# Document extract:
★ ★ ★ ★ ★ ★ ★
Re: Re: Selecting the top 100 records per group by?

Mich Talebzadeh Mon, 12 Sep 2016 08:43:08 -0700

Hi,

I don't understand why you need to add a column row_number when you can use
rank or dens_rank?


Why  one cannot one use rank or dens_rank here?

Thanks

Dr Mich Talebzadeh



LinkedIn * 
https://www.linkedin.com/profile/view?id=AAEAAAAWh2gBxianrbJd6zP6AcPCCdOABUrV8Pw
<https://www.linkedin.com/profile/view?id=AAEAAAAWh2gBxianrbJd6zP6AcPCCdOABUrV8Pw>*



http://talebzadehmich.wordpress.com


*Disclaimer:* Use it at your own risk. Any and all responsibility for any
loss, damage or destruction of data or any other property which may arise
from relying on this email's technical content is explicitly disclaimed.
The author will in no case be liable for any monetary damages arising from
such loss, damage or destruction.



On 12 September 2016 at 15:37, <luohui20...@sina.com> wrote:

> hi kevin
> window function is what you need, like below:
>     val hivetable = hc.sql("select * from house_sale_pv_location")
>     val overLocation = Window.partitionBy(hivetable.col("lp_location_id"))
>     val sortedDF = hivetable.withColumn("rowNumber", row_number().over(
> overLocation)).filter("rowNumber<=50")
>
> here I add a column as rownumber,  get all data partitioned and get the
> top 50 rows.
>
>
>
> --------------------------------
>
> Thanks&amp;Best regards!
> San.Luo
>
> ----- 原始邮件 -----
> 发件人：Mich Talebzadeh <mich.talebza...@gmail.com>
> 收件人："user @spark" <user@spark.apache.org>
> 主题：Re: Selecting the top 100 records per group by?
★ ★ ★ ★ ★ ★ ★
# Record set:

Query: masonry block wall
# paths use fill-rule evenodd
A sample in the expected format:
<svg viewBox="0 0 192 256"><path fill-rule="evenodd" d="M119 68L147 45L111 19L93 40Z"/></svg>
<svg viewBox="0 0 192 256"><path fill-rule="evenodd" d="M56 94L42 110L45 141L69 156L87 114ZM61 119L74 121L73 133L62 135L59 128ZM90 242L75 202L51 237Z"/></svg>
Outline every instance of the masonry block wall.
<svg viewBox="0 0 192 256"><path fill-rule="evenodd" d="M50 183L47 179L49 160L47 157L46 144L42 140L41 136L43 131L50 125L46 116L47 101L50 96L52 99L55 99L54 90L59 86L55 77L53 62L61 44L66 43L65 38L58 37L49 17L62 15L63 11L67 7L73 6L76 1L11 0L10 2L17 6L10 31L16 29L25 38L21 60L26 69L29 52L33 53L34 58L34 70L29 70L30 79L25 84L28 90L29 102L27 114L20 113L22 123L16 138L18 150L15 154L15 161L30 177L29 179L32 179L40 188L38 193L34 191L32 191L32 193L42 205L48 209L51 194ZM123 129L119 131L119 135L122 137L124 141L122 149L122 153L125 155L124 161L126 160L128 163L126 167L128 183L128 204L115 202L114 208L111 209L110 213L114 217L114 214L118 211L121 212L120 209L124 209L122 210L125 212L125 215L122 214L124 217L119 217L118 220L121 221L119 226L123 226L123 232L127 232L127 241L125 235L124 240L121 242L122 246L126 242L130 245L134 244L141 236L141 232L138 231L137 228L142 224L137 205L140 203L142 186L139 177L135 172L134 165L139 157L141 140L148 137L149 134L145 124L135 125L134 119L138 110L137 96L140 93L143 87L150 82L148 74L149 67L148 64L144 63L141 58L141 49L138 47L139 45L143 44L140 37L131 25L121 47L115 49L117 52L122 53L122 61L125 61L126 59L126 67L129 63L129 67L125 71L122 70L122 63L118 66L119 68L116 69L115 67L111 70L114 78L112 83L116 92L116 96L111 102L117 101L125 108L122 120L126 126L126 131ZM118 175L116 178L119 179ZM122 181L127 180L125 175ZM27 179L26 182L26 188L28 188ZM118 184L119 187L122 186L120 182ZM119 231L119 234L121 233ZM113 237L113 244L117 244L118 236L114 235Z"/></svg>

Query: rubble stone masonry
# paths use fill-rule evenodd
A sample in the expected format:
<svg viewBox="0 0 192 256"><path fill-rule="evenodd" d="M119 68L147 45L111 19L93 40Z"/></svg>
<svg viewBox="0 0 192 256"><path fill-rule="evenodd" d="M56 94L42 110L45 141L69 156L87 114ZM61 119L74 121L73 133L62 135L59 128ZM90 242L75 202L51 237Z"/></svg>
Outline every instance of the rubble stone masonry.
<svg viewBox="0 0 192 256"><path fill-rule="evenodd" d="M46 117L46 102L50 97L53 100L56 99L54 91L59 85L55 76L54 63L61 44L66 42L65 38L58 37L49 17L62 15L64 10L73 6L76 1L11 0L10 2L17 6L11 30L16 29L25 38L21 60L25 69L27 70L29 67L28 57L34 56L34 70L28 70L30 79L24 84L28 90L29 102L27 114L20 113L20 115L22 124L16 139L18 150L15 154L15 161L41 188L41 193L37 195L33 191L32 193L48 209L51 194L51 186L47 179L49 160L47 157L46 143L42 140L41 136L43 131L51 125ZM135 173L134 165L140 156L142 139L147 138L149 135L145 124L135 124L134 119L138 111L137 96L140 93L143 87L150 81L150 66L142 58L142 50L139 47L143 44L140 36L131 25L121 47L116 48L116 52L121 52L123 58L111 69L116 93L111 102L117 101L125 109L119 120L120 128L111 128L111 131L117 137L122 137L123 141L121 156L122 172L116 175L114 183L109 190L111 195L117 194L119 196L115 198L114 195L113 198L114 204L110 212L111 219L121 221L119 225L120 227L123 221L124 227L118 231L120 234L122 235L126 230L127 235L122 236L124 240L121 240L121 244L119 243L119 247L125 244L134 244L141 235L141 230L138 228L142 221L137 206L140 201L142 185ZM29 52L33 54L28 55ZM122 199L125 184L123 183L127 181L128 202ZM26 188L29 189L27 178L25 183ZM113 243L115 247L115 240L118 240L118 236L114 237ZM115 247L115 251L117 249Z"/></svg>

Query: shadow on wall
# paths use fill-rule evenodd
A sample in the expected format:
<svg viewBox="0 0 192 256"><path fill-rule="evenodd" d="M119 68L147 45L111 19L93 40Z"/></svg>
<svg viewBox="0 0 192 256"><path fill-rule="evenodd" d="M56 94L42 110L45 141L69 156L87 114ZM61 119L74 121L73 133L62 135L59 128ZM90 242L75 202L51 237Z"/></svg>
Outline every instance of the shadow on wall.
★ ★ ★ ★ ★ ★ ★
# Exercise task A:
Name every variable that the code in the Spark mailing-list thread declares with val.
# Exercise task B:
Check each statement against the Spark mailing-list thread and answer yes or no. Quote the words that decide each one. (i) The code keeps at most 50 rows per partition. (ii) The reply was sent on 12 September 2016. (iii) The window is partitioned by house_sale_pv_location.
# Exercise task C:
In the Spark mailing-list thread, copy out everything from "Re: Re: Selecting" down to "rank or dens_rank?", word for word.

# Finished answer A:
hivetable, overLocation, sortedDF

# Finished answer B:
(i) Yes: "filter("rowNumber<=50")"
(ii) Yes: "Mon, 12 Sep 2016 08:43:08 -0700"
(iii) No: "Window.partitionBy(hivetable.col("lp_location_id"))"

# Finished answer C:
Re: Re: Selecting the top 100 records per group by?

Mich Talebzadeh Mon, 12 Sep 2016 08:43:08 -0700

Hi,

I don't understand why you need to add a column row_number when you can use
rank or dens_rank?